-- Passage shown follows --
In practice, it is very common for a brass plate companies not to be shell companies; however, many shell companies are often brass plate companies. This is because a very common driver of creating a shell company is often to legally move a business activity to a different location from the "home base".

==Etymology==
Brass plate company refers to the company's perhaps only tangible existence in its jurisdiction of incorporation: the nameplate (historically, often made of brass) attached to the wall outside the company's registered office.

==Controls==

While accepted in the EU (from above ECJ rulings), the term brass plate company has become most commonly associated with offshore tax havens (i.e. Cayman Islands, British Virgin Islands etc.) Thus the term brass plate company is often used in the pejorative sense (especially in the media) and associated with undesirable nefarious activities (i.e. tax evasion, money laundering or arms trafficking etc.).

Because of this, more reputable "onshore" financial centres (i.e. Ireland, Luxembourg, Netherlands), who enjoy access to major global tax treaties, generally steer clear of any implication that they are open to brass plate companies for fear of being labelled corporate tax havens, and therefore losing access to the global tax treaty networks.

Regulators in these onshore financial centres control the spread of brass plate companies by enforcing stronger tax residency rules that require greater "commercial substance" to occur in the regulator's jurisdiction (also known as the "central management and control" test in UK case law). Typical criteria used include:
- having a majority of local tax resident Directors on the Board
- all the books and records of the company are held in the jurisdiction
- the audit of the company is carried out by a professional firm in the jurisdiction
- a minimum number of Board meetings are held each year in the jurisdiction
- all major decisions regarding the company are made at Board meetings in the jurisdiction

There is a level of scepticism over whether such controls are really effective in controlling brass plate companies. The registered office is often the same office and address of the local professional service firm(s) or corporate service provider(s) (CSPs), (i.e. legal, accounting or secretarial etc.) who act as local support to the company. It is not uncommon for CSPs to have hundreds of brass plate companies legally registered at their office. CSPs in onshore financial centres are capable of providing local directors, administration and other services designed to meet the minimum "central management and control test" for moderate fees. A recent academic study into Irish Section 110 SPVs found individual CSP officers acting as "local directors" for hundreds of SPVs, and found little evidence of any substance to the "central management and control" test.

==Examples==

Notable examples of entities accused of using brass plate structures for unsavoury activities include (notice the term "brass plate" being used by the media in the attached references):
- Panama Papers. This affair uncovered literally thousands of "brass plate" companies (and trusts) that were being used by individuals all over the world (including some high-profile persons), for undesirable purposes (most commonly tax avoidance). Many of the articles in the global media covering the affair used the term "brass plate".
- Apple Sales International (“ASI”) in Ireland. A "brass plate" company used by Apple; legally registered in Ireland, but not tax resident in Ireland as it was “managed and controlled” from Bermuda. The EU Commission allege this structure was in violation of EU State Aid Rules (by paying no Irish taxes), and have fined Apple €13bn (plus interest) as a result.
- Orphan SPVs. These are by definition "brass plate" companies used in legitimate global securitisation transactions. However, the anonymity of "orphaning", the accepted complexity of their structuring, and their availability in well respected onshore locations (i.e. Irish Section 110 SPVs), has led to a rise in their use for less legitimate purposes (i.e. shadow banking, tax avoidance).
-- Passage shown concluded --
Exercise tasks:
[1] According to the passage on brass plate companies, how much did the EU Commission fine Apple?
[2] From the passage on brass plate companies, return everything from "- Orphan SPVs." down to "banking, tax avoidance).", copied word for word.
-- Recorded information follows --
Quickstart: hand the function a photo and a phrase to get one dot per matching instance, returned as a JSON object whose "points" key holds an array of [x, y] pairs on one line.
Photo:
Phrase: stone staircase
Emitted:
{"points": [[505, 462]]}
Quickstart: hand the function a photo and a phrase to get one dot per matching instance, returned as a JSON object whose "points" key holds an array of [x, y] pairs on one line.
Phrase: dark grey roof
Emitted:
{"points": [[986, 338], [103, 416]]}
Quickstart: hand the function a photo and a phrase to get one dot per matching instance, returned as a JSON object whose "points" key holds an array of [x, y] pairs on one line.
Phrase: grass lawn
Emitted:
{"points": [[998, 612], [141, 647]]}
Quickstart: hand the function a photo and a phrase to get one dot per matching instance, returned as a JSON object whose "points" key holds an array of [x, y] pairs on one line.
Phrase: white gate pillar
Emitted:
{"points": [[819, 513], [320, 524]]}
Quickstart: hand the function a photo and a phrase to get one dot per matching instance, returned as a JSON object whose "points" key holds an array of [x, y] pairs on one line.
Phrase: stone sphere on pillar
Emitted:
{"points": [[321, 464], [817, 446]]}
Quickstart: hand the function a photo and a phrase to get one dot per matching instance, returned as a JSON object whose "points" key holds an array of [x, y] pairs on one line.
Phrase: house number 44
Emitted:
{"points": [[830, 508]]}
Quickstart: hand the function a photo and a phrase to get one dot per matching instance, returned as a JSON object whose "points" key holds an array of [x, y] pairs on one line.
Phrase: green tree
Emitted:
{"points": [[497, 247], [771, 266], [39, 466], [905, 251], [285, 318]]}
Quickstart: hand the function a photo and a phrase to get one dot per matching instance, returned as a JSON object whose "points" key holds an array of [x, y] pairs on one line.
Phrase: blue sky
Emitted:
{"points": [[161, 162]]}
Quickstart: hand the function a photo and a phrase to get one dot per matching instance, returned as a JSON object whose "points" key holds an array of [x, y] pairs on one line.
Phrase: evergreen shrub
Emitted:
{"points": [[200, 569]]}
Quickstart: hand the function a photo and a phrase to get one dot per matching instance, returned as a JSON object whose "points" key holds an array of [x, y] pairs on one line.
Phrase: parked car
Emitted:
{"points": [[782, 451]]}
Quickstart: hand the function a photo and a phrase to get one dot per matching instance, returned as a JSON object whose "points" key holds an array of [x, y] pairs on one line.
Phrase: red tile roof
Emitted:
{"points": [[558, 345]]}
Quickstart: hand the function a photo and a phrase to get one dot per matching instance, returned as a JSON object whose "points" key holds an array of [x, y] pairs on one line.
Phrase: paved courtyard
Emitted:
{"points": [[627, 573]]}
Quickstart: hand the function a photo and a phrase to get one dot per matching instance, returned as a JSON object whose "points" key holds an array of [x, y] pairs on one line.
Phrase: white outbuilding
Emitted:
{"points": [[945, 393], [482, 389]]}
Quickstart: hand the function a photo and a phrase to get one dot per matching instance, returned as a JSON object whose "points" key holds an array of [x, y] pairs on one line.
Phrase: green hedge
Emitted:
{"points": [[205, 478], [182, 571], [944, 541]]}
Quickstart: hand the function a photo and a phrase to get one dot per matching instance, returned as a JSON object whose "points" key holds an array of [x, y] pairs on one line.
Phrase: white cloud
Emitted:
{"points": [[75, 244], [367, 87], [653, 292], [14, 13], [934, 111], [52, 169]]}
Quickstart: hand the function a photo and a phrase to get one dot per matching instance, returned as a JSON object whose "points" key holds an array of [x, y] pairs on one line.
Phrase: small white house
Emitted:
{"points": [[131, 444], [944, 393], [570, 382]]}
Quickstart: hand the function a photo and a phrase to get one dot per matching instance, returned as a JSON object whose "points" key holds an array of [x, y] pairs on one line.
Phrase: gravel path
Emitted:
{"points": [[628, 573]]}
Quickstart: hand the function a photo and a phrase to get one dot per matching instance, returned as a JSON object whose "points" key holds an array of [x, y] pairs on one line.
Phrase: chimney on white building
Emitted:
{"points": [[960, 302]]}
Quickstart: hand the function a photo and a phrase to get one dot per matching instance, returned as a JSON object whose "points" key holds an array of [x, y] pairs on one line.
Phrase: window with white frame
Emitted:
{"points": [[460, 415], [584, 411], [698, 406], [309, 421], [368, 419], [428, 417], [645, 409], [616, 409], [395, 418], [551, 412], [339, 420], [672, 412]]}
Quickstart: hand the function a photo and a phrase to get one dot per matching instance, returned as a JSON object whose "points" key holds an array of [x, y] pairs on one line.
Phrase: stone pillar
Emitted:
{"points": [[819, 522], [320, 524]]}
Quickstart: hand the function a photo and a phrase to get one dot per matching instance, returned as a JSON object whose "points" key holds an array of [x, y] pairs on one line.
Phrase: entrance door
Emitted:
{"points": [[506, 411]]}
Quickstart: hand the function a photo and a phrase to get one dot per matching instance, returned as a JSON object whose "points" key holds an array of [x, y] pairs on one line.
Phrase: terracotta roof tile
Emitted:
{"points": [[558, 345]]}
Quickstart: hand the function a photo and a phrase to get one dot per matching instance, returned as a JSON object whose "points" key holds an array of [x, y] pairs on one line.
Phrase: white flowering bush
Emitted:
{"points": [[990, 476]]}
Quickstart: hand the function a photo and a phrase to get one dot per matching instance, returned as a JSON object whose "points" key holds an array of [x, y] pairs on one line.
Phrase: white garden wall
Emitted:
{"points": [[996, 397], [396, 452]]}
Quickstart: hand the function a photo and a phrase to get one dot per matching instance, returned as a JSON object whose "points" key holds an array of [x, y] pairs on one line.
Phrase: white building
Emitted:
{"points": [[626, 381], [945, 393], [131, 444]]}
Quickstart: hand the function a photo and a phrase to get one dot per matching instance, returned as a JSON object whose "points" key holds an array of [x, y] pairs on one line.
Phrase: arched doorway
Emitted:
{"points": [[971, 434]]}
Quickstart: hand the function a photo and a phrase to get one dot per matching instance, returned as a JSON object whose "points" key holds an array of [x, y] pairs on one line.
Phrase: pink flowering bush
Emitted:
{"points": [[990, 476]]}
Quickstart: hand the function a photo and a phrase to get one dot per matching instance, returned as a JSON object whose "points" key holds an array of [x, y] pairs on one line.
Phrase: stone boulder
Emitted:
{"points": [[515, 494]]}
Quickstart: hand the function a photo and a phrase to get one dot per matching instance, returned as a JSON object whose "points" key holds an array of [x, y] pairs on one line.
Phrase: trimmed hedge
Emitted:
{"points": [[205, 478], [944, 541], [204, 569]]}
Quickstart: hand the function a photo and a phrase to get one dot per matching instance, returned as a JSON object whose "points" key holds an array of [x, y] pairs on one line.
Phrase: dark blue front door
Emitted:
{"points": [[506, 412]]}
-- Recorded information concluded --
Results:
[1] €13bn (plus interest).

[2]
- Orphan SPVs. These are by definition "brass plate" companies used in legitimate global securitisation transactions. However, the anonymity of "orphaning", the accepted complexity of their structuring, and their availability in well respected onshore locations (i.e. Irish Section 110 SPVs), has led to a rise in their use for less legitimate purposes (i.e. shadow banking, tax avoidance).